● Work to be completed
Only the lines containing the string "table" are needed; copy all of them from the listing.
◇ ◇ ◇ ◇ ◇
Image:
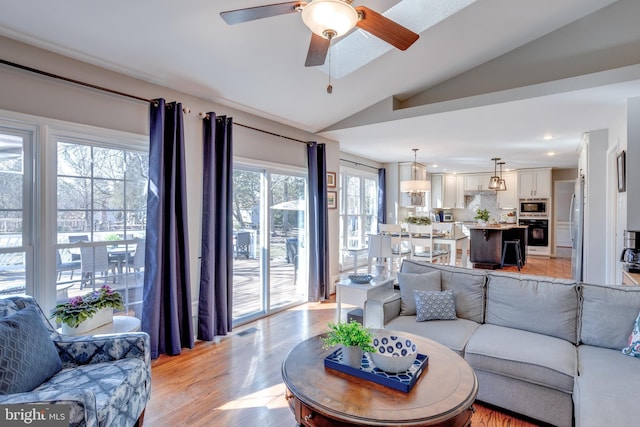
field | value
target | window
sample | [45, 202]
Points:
[69, 194]
[15, 207]
[358, 210]
[101, 219]
[269, 268]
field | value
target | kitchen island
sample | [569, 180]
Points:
[486, 242]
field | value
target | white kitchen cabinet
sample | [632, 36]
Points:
[477, 182]
[437, 184]
[509, 199]
[453, 192]
[534, 183]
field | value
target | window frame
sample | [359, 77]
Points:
[40, 199]
[362, 215]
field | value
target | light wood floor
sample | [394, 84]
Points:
[236, 381]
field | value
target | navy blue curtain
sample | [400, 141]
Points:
[318, 223]
[216, 268]
[382, 196]
[166, 306]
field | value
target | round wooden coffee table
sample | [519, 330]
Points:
[319, 396]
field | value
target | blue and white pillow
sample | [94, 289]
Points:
[435, 305]
[633, 349]
[28, 357]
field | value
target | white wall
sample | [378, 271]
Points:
[36, 95]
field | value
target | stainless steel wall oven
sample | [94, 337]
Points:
[538, 231]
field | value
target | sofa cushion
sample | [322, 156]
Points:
[450, 333]
[606, 390]
[522, 355]
[119, 388]
[468, 286]
[28, 357]
[409, 282]
[633, 349]
[534, 303]
[435, 305]
[608, 314]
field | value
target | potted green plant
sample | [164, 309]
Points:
[482, 215]
[354, 338]
[420, 220]
[87, 312]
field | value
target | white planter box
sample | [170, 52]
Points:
[101, 317]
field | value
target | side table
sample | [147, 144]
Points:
[356, 294]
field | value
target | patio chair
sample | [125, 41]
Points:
[75, 239]
[243, 244]
[62, 266]
[95, 259]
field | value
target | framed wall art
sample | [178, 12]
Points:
[331, 179]
[622, 172]
[332, 199]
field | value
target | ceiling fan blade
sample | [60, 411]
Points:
[385, 29]
[318, 49]
[249, 14]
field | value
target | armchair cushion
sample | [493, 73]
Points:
[28, 357]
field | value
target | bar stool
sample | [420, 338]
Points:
[518, 254]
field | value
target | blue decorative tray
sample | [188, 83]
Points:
[403, 381]
[360, 279]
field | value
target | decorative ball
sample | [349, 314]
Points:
[394, 353]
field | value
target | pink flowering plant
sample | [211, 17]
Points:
[79, 309]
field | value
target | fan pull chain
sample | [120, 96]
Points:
[329, 87]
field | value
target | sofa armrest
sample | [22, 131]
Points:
[84, 350]
[82, 404]
[378, 312]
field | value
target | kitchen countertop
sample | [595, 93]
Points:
[500, 226]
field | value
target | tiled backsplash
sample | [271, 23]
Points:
[477, 201]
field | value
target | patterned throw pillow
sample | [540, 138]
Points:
[435, 305]
[28, 357]
[633, 349]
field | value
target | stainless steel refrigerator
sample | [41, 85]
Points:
[576, 225]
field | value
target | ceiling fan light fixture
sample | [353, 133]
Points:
[330, 18]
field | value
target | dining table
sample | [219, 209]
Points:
[449, 240]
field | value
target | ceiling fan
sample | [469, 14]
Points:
[329, 19]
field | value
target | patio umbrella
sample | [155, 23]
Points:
[291, 205]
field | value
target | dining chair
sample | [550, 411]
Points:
[95, 259]
[421, 236]
[400, 251]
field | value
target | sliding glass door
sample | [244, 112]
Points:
[270, 261]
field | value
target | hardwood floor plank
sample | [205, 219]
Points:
[236, 380]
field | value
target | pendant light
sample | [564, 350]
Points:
[494, 182]
[415, 187]
[502, 186]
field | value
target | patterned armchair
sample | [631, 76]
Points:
[105, 380]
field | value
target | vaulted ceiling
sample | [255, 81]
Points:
[490, 79]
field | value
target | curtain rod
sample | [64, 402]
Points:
[203, 115]
[78, 82]
[359, 164]
[126, 95]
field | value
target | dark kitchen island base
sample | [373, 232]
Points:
[486, 244]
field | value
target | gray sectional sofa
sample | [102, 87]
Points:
[547, 348]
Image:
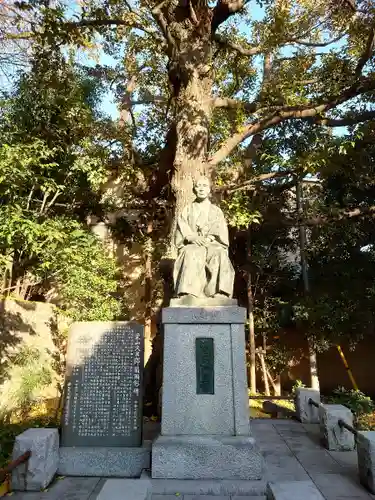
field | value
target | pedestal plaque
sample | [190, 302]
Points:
[103, 390]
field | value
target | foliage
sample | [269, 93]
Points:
[53, 161]
[30, 373]
[361, 405]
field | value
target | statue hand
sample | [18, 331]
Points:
[201, 241]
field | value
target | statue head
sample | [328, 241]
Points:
[202, 188]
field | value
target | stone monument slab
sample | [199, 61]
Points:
[103, 389]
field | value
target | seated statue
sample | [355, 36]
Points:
[202, 267]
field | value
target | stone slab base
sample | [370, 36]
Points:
[104, 462]
[211, 487]
[126, 489]
[293, 490]
[206, 457]
[190, 301]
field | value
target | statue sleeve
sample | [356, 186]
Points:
[183, 229]
[219, 229]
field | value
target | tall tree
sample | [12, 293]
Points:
[212, 76]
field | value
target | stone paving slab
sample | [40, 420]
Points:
[291, 450]
[68, 488]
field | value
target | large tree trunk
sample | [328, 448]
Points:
[190, 75]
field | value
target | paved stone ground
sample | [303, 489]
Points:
[292, 453]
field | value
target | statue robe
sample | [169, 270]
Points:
[202, 271]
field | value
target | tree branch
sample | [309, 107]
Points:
[244, 51]
[367, 52]
[311, 112]
[251, 183]
[313, 44]
[96, 23]
[348, 120]
[227, 102]
[223, 10]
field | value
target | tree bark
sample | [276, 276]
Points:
[250, 313]
[314, 379]
[190, 77]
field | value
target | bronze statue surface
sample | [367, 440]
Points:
[202, 268]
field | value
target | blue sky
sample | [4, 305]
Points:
[108, 104]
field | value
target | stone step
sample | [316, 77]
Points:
[204, 497]
[213, 487]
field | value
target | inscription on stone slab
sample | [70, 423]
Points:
[103, 388]
[204, 356]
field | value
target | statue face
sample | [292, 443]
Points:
[202, 188]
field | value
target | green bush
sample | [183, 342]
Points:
[356, 401]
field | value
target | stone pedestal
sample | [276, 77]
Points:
[205, 429]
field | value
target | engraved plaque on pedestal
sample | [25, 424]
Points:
[103, 388]
[204, 358]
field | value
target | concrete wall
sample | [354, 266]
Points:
[331, 370]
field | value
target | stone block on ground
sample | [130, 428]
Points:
[366, 459]
[39, 470]
[125, 489]
[206, 457]
[306, 412]
[333, 436]
[224, 408]
[293, 490]
[104, 462]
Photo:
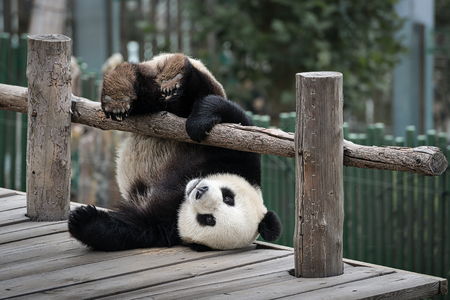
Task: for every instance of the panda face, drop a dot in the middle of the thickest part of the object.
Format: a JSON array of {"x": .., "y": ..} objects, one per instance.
[{"x": 221, "y": 211}]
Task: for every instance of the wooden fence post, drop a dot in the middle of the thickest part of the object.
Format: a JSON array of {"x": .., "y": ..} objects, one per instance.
[
  {"x": 48, "y": 149},
  {"x": 319, "y": 199}
]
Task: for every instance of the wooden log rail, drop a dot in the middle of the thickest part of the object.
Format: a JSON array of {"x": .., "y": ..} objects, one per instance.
[
  {"x": 318, "y": 147},
  {"x": 426, "y": 160}
]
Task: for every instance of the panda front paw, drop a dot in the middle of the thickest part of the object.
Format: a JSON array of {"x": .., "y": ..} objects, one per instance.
[
  {"x": 171, "y": 74},
  {"x": 118, "y": 91},
  {"x": 80, "y": 218}
]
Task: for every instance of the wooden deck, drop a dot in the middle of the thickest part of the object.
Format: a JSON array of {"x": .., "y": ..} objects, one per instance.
[{"x": 39, "y": 260}]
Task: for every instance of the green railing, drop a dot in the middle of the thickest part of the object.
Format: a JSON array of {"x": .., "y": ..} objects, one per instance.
[
  {"x": 13, "y": 126},
  {"x": 395, "y": 219}
]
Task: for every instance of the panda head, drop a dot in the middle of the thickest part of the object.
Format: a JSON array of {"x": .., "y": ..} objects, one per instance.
[{"x": 224, "y": 211}]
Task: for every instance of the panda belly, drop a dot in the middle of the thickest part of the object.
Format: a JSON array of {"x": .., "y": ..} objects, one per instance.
[{"x": 148, "y": 160}]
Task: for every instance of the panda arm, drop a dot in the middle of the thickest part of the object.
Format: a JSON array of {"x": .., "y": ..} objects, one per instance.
[
  {"x": 107, "y": 231},
  {"x": 210, "y": 111}
]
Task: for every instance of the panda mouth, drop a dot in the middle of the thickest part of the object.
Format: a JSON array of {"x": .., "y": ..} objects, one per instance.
[{"x": 194, "y": 186}]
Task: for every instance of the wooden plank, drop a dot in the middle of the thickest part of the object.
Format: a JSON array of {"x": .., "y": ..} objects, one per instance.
[
  {"x": 26, "y": 226},
  {"x": 397, "y": 286},
  {"x": 172, "y": 273},
  {"x": 13, "y": 216},
  {"x": 49, "y": 115},
  {"x": 319, "y": 197},
  {"x": 7, "y": 192},
  {"x": 30, "y": 229},
  {"x": 443, "y": 288},
  {"x": 226, "y": 280},
  {"x": 12, "y": 202},
  {"x": 112, "y": 268},
  {"x": 294, "y": 286}
]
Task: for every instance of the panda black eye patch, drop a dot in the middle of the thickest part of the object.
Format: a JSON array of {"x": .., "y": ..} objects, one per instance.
[
  {"x": 227, "y": 196},
  {"x": 206, "y": 219}
]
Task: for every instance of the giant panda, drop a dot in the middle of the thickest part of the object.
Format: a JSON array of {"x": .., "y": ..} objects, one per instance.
[{"x": 175, "y": 193}]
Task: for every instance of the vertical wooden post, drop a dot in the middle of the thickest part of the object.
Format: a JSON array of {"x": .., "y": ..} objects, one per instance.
[
  {"x": 48, "y": 149},
  {"x": 319, "y": 175}
]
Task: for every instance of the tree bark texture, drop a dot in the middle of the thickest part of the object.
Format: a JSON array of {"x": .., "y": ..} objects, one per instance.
[
  {"x": 319, "y": 196},
  {"x": 48, "y": 148},
  {"x": 233, "y": 136}
]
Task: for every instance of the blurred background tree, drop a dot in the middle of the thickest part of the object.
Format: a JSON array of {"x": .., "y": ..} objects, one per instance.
[{"x": 255, "y": 47}]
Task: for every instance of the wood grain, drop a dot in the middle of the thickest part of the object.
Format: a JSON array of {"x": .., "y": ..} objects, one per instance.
[
  {"x": 48, "y": 146},
  {"x": 234, "y": 136},
  {"x": 319, "y": 197}
]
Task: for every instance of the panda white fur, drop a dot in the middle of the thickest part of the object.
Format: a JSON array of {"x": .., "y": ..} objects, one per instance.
[{"x": 177, "y": 193}]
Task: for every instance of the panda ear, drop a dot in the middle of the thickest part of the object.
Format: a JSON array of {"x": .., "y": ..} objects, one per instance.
[{"x": 270, "y": 227}]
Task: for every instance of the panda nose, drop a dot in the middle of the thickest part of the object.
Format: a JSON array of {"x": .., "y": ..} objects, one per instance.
[{"x": 200, "y": 192}]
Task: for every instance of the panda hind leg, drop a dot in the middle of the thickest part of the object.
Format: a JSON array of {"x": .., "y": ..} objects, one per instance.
[{"x": 104, "y": 231}]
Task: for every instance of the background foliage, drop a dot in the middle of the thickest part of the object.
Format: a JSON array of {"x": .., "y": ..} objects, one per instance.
[{"x": 256, "y": 47}]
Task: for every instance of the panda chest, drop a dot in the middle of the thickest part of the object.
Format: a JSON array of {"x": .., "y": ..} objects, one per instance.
[{"x": 153, "y": 160}]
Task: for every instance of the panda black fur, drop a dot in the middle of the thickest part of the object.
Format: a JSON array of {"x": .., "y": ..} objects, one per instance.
[{"x": 177, "y": 193}]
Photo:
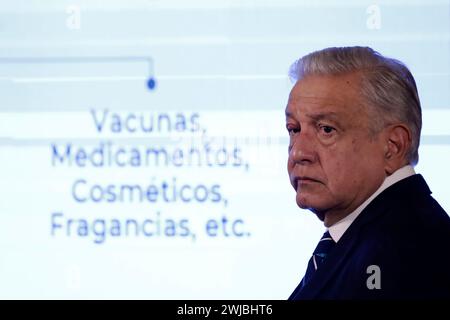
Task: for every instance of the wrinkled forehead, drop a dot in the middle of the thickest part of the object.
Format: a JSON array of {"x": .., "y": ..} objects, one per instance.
[{"x": 325, "y": 94}]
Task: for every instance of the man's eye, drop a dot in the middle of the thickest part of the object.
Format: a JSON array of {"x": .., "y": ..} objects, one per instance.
[
  {"x": 327, "y": 129},
  {"x": 292, "y": 131}
]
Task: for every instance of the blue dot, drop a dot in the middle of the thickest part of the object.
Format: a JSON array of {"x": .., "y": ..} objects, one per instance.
[{"x": 151, "y": 83}]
◇ ◇ ◇ ◇ ◇
● Answer for this exercise
target | round wooden coffee table
target | side table
target | dining table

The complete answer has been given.